Document section →

I am no stranger to speed. In my youth, I raced dirt bikes, owned fast street motorcycles and muscle cars, and did my fair share of youthful going too fast—believing I set a Freeport-to-Monroe record at one time, I’m ashamed to say. But nowadays, you are more likely to observe me driving slower than the rest of the traffic. Part of this is because it is what I drive. My old Volkswagens don’t really care to go fast, or simply cannot, so a laid-back, “it really doesn’t matter how long it takes” attitude comes with the territory. My sportiest car, my Mazda Miata, is quite capable of being driven fast, yet my wife and I derive the most pleasure in a top-down, back road drive going 45 to 55 mph, often pulling over to let someone in a hurry go by. Despite being slow, I still have people I have to pass. In general, I do my best to stay with the flow if there is much traffic—I don’t want to cause problems.
Some people are in a damn big rush, and they sometimes scare me. My recent experience is that young women are the worst at driving too fast, well in excess of the speed limit in town and swerving around other cars, at times while talking on their cell phones. It used to be us guys who were blamed for all the speeding, but I think gals are coming to be equally bad, if not worse, about this. I doubt our recent big hikes in speeding fines will have much of an impact. These speeding, sometimes reckless, drivers have bad habits, and the cost is not on their mind, just the self-centered concern about their need to be somewhere.
Everyone has had the experience of passing that slow vehicle that is blocking your progress, driving a bit aggressively to get around them—only to have them roll up next to you at the stoplight. I can assure you they are saving on gas and stress; you might consider emulating the way they drive rather than condemning it. For me, it is a situational thing—sometimes I’m them, sometimes I’m the aggressive one trying to be somewhere on time.
Safety issues aside, there is a big environmental cost to drag racing your way through town from stop light to stop light and driving well above the rural speed limits. The more you accelerate, the more fuel you’ll burn, and the more you’ll pollute the air. Period. No way around it. While some new cars have displays encouraging you to drive more gently, it won’t come until you decide that speeding is unnecessary in your life.

Entries shown →
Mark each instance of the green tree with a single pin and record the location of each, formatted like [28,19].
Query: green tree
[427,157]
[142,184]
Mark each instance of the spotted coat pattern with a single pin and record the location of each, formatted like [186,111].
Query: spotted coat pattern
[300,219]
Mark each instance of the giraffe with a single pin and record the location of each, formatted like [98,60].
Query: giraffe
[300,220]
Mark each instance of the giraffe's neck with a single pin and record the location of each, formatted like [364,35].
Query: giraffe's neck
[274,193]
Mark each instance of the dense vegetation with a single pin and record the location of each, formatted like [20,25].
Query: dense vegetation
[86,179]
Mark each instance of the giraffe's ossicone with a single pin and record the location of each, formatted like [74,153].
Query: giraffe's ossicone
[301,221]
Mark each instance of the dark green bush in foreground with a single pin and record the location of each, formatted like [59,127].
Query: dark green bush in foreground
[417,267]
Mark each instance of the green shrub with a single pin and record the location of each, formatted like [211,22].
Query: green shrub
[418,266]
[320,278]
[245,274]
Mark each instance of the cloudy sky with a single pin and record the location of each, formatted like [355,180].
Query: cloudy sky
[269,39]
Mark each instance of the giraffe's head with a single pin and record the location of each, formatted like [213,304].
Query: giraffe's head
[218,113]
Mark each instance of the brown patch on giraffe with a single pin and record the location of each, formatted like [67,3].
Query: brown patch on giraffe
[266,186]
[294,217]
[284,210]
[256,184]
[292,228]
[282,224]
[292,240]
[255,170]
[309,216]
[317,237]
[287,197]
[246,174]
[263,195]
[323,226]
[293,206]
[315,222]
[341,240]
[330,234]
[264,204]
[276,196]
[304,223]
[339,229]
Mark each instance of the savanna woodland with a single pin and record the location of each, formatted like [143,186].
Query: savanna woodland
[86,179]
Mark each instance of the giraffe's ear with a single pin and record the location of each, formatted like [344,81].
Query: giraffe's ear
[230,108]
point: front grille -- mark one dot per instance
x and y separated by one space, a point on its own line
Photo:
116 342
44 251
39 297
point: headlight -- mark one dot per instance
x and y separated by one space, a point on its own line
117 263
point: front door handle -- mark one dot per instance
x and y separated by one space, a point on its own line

How to complete this task →
From the essay on driving speed, list every kind of vehicle the writer says they raced, owned, or drive now.

Written solution →
Dirt bikes, fast street motorcycles, muscle cars, old Volkswagens, and a Mazda Miata.